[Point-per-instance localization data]
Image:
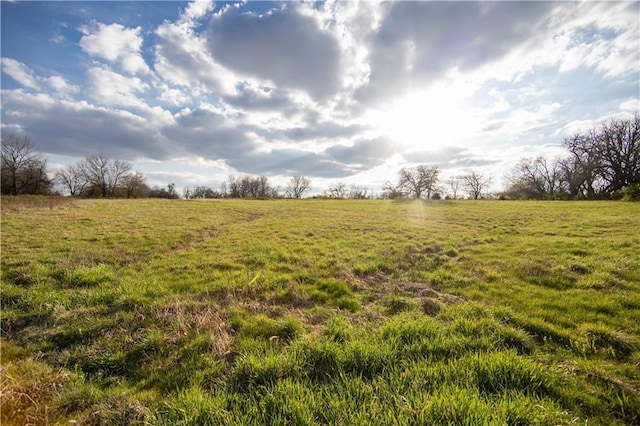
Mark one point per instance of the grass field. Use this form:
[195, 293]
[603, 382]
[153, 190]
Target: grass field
[320, 312]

_PROBLEM DESCRIPTION_. A word-for-word copy of the data above is needed, one that omits the pictures.

_ANSWER BELOW_.
Image:
Mark one point per instance of the grass field. Use this form:
[195, 293]
[603, 382]
[153, 190]
Target: grass field
[320, 312]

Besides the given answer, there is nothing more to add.